[Begin Exercise input]

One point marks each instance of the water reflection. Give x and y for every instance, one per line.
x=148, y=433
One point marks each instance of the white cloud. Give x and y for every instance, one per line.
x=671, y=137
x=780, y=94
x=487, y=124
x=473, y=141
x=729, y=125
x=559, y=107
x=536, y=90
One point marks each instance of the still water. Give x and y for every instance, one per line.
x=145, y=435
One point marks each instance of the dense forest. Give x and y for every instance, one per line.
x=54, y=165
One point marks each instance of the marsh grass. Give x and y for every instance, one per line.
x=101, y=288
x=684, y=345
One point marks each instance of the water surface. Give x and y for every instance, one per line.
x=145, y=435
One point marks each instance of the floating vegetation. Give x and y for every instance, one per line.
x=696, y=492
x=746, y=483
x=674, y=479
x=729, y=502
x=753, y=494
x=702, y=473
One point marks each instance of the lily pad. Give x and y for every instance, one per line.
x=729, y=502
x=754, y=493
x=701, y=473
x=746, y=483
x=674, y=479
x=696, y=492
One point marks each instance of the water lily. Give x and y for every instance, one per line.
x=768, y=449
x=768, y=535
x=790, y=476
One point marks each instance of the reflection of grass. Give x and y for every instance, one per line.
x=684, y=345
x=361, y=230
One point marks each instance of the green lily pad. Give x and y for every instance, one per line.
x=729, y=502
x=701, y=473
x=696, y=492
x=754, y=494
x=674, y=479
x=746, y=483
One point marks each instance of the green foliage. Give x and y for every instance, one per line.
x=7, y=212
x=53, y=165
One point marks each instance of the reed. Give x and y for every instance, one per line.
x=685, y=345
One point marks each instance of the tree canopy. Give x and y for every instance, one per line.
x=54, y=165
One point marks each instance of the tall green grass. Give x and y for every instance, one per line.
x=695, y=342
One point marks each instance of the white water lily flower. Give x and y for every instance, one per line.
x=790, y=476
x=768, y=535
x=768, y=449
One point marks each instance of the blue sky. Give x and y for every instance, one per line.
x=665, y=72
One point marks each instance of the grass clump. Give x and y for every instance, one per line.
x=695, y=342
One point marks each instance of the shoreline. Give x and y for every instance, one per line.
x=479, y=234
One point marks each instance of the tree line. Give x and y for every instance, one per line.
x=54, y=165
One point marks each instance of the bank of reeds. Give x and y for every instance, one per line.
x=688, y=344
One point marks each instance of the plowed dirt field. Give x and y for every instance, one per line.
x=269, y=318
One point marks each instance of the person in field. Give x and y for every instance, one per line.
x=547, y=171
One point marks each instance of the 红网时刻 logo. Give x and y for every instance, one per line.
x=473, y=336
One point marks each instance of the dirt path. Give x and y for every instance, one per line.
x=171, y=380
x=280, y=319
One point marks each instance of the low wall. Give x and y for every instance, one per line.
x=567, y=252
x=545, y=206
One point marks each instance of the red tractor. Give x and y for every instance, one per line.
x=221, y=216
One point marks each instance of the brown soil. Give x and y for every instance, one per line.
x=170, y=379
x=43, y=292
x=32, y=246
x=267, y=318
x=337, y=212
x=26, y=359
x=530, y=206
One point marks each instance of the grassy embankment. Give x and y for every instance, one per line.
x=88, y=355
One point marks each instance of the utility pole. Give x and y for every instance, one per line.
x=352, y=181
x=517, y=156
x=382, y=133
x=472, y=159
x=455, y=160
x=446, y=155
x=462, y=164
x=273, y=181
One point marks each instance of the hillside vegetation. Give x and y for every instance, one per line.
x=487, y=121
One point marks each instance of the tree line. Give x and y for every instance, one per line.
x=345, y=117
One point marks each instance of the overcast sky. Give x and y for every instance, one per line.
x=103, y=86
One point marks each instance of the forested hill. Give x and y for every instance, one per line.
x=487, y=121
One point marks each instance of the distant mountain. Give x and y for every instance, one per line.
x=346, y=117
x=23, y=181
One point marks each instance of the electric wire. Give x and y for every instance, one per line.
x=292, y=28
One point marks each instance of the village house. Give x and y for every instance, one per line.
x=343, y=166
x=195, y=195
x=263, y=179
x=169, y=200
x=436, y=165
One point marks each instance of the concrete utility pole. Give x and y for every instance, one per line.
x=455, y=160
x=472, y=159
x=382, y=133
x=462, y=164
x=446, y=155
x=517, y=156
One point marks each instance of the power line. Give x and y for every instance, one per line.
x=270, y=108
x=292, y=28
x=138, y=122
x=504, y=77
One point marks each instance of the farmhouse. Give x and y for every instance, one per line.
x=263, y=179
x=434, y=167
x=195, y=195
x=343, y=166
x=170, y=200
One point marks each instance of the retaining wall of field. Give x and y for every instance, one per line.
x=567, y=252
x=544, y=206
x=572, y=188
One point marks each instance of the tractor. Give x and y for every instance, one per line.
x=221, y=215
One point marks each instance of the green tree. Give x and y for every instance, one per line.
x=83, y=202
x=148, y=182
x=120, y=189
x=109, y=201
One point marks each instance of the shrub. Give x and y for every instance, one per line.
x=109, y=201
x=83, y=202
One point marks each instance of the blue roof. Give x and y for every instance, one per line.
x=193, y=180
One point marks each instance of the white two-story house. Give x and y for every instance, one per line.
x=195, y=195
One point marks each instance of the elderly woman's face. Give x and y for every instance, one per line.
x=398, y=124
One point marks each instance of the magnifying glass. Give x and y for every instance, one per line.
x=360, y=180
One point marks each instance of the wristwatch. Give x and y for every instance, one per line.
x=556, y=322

[End Exercise input]
[Begin Exercise input]

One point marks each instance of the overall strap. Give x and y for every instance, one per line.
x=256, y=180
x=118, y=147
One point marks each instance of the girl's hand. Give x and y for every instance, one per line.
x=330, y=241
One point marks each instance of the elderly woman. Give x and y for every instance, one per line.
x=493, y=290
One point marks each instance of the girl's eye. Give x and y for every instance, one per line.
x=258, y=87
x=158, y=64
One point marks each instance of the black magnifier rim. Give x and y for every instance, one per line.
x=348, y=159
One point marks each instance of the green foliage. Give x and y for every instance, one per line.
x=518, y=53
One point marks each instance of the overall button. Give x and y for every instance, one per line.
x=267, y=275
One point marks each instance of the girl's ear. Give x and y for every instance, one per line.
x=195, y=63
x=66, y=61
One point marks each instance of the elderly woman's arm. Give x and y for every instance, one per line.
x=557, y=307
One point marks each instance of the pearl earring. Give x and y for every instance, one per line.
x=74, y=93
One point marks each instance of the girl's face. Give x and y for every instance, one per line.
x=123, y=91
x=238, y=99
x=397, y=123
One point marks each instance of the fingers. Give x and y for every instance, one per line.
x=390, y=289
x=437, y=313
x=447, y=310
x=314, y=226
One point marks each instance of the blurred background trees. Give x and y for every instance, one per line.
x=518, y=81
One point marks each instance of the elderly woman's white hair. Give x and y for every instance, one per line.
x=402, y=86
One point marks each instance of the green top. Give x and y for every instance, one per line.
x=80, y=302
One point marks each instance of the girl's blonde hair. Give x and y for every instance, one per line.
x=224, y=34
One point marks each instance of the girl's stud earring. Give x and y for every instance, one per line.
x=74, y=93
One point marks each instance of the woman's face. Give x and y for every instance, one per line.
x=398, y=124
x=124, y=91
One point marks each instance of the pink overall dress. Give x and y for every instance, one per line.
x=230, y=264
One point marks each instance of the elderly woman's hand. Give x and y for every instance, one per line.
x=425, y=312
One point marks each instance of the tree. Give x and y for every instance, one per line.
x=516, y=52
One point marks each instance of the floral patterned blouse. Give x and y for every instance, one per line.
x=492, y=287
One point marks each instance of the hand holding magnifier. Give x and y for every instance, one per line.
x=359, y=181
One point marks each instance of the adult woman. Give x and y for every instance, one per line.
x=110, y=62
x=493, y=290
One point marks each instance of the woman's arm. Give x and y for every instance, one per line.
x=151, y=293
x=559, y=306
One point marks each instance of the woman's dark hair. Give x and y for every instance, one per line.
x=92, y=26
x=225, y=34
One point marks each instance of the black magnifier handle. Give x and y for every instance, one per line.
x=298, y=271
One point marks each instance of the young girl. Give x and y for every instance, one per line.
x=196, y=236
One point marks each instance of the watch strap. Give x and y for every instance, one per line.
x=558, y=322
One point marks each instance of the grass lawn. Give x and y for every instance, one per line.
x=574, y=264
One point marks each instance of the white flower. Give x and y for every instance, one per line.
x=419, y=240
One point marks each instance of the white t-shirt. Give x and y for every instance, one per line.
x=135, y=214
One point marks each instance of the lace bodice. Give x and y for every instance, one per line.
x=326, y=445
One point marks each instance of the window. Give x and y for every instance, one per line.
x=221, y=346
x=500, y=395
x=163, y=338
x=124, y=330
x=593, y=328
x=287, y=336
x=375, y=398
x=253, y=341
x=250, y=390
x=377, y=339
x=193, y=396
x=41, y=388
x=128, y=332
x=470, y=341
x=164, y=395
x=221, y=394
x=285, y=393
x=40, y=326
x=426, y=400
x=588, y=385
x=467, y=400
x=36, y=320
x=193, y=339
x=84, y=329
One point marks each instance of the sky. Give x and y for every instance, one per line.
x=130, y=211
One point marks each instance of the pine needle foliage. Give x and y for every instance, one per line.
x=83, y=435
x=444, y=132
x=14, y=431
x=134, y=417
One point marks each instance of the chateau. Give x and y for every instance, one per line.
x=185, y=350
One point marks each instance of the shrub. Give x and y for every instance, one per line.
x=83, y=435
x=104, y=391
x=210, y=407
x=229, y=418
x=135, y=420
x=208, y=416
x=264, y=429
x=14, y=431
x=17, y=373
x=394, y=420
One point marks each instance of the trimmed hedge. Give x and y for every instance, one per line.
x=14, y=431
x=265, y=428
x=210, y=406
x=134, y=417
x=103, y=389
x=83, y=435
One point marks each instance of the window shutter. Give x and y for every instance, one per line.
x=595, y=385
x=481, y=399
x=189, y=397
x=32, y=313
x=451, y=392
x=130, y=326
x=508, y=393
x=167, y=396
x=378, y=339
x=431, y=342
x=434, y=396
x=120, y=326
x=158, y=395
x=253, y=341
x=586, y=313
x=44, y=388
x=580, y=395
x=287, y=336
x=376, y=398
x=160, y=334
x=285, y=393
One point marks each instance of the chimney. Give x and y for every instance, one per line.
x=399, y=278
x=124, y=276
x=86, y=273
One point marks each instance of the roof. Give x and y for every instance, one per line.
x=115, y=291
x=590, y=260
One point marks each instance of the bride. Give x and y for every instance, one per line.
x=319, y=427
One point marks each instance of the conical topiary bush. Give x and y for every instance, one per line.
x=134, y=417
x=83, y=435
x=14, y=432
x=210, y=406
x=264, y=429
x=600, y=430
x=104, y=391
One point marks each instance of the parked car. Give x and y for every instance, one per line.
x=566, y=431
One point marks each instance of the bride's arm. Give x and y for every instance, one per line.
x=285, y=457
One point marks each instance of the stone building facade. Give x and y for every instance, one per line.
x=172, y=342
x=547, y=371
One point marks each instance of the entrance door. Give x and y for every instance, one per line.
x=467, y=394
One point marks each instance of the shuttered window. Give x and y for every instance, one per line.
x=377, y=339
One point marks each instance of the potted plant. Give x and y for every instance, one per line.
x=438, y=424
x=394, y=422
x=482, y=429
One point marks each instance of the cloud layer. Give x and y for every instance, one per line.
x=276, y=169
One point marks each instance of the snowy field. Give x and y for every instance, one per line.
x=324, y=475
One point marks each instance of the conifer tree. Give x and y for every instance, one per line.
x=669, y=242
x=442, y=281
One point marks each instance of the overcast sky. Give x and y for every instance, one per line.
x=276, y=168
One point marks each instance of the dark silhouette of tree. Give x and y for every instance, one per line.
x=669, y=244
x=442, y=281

[End Exercise input]

■ **Problem to work on**
Could you quote, word for word, the lines of the records starting at the one that contains "One point marks each instance of the girl's stud" and ending at the one that contains "x=230, y=264"?

■ **Solution for this exercise**
One point marks each instance of the girl's stud earring. Give x and y for every instance, one per line.
x=74, y=93
One point marks each instance of the woman's face. Give x and y for every instance, one per line.
x=398, y=124
x=124, y=91
One point marks each instance of the pink overall dress. Give x and y for every instance, one per line.
x=230, y=264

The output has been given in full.